Job. Find every line in the items below that contains the string "building" and copy each of those lines. Matching is case-sensitive.

Source records.
-=-=-

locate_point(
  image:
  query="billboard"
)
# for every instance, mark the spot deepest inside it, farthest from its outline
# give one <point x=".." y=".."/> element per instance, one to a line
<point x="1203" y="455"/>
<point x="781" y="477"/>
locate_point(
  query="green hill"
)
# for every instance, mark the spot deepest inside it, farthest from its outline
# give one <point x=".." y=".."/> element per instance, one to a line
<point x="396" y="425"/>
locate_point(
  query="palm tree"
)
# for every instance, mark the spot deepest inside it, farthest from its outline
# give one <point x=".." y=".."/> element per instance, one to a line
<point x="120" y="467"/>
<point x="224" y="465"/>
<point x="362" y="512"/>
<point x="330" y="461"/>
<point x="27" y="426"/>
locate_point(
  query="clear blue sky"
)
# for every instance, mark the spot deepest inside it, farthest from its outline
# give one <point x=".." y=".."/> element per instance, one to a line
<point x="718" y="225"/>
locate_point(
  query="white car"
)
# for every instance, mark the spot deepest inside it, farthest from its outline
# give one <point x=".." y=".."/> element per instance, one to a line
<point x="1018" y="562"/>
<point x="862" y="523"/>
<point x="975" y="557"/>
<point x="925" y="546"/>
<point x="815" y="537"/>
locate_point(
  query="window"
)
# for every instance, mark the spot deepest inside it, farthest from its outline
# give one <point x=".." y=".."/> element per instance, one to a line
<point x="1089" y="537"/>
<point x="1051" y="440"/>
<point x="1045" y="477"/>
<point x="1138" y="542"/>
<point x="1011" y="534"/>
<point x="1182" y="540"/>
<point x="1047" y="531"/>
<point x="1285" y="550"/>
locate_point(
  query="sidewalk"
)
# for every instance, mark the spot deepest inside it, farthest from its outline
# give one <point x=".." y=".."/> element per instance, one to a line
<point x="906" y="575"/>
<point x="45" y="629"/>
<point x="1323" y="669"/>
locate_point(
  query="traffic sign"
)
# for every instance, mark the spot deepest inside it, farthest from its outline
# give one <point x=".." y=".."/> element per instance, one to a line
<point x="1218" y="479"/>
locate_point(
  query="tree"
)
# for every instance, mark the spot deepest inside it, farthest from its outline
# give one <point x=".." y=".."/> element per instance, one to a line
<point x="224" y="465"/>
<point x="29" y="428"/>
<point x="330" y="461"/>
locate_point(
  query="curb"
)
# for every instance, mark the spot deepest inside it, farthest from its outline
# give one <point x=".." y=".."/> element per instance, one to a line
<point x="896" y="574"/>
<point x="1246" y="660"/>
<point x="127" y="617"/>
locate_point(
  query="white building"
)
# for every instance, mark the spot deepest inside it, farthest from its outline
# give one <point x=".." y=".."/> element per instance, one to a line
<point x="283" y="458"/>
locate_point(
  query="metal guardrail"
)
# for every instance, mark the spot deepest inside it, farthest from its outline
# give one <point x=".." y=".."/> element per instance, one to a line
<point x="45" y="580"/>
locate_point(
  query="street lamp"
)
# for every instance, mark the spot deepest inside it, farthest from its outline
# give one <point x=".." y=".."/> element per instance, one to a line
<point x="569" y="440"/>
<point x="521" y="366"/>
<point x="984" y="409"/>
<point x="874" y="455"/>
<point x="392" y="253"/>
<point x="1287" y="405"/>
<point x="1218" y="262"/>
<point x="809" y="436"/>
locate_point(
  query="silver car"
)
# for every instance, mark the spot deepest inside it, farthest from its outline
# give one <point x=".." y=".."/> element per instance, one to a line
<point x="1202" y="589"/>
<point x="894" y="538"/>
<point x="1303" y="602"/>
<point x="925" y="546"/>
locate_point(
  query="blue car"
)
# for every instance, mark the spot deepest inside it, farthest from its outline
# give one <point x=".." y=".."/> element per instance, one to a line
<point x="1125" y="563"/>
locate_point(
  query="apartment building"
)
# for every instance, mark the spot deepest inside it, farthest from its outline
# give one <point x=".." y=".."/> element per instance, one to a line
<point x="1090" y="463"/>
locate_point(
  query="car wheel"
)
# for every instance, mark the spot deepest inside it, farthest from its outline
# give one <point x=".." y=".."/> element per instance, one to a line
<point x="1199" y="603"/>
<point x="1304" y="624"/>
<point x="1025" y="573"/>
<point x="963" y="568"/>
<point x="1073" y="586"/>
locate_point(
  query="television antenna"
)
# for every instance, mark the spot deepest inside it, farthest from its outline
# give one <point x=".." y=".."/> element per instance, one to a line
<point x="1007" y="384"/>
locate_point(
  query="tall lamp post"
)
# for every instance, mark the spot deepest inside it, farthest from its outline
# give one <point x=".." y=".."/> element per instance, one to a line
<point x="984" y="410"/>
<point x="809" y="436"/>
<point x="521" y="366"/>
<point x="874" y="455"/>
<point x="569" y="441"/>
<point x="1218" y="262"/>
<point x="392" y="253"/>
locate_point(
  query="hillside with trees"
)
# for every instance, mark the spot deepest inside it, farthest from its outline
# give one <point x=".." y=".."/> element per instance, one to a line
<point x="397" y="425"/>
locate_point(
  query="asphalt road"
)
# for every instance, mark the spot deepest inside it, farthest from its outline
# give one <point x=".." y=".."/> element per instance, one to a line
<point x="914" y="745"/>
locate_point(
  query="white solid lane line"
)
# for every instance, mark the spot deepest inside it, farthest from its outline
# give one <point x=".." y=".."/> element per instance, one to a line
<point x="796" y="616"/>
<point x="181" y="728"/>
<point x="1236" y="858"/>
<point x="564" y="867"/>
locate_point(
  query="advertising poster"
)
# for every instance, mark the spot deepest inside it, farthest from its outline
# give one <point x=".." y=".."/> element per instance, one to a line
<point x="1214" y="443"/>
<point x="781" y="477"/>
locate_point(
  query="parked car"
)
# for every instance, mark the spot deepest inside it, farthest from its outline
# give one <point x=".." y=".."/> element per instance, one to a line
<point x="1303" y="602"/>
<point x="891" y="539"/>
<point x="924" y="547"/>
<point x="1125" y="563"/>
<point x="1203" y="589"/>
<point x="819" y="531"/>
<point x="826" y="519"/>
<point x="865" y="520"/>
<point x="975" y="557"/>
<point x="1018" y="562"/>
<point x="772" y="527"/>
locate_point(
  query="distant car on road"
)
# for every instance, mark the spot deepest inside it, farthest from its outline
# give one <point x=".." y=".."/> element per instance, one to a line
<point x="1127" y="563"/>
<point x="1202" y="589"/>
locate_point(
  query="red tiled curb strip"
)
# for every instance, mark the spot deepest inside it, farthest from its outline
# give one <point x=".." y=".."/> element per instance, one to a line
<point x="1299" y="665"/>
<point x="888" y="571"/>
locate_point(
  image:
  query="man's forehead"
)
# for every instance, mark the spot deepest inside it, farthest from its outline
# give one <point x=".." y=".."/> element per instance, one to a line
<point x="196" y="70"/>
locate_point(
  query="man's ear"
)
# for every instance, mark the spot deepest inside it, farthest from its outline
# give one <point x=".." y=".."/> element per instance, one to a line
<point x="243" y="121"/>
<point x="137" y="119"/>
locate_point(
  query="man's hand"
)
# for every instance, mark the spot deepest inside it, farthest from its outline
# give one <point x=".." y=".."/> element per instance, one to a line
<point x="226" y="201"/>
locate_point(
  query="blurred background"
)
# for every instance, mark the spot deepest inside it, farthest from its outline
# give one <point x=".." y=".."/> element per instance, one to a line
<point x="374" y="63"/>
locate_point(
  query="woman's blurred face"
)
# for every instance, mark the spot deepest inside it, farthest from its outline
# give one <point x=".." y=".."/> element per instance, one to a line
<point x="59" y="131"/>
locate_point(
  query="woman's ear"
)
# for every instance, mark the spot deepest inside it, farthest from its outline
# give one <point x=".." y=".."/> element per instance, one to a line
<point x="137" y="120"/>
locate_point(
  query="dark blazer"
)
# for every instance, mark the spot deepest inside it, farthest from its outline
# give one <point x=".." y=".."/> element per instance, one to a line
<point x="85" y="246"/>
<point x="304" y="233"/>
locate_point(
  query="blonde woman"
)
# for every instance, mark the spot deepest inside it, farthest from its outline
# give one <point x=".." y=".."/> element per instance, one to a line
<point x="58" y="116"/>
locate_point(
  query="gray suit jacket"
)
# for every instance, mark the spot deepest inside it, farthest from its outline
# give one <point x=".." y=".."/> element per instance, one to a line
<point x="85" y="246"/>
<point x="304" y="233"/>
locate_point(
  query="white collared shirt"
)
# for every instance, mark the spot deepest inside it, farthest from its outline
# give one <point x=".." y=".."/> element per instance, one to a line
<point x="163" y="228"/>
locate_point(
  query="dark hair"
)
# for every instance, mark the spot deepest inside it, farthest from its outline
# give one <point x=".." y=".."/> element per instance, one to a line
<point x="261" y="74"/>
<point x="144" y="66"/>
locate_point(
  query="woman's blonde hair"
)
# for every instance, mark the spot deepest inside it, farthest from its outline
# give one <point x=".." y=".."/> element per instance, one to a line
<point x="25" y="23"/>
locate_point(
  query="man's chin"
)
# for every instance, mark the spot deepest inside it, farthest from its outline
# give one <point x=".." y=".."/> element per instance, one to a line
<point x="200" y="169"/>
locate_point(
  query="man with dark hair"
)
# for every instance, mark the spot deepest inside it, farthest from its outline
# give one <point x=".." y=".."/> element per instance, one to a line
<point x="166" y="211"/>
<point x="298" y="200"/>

-=-=-

Correct answer.
  query="white building"
  query="apartment building"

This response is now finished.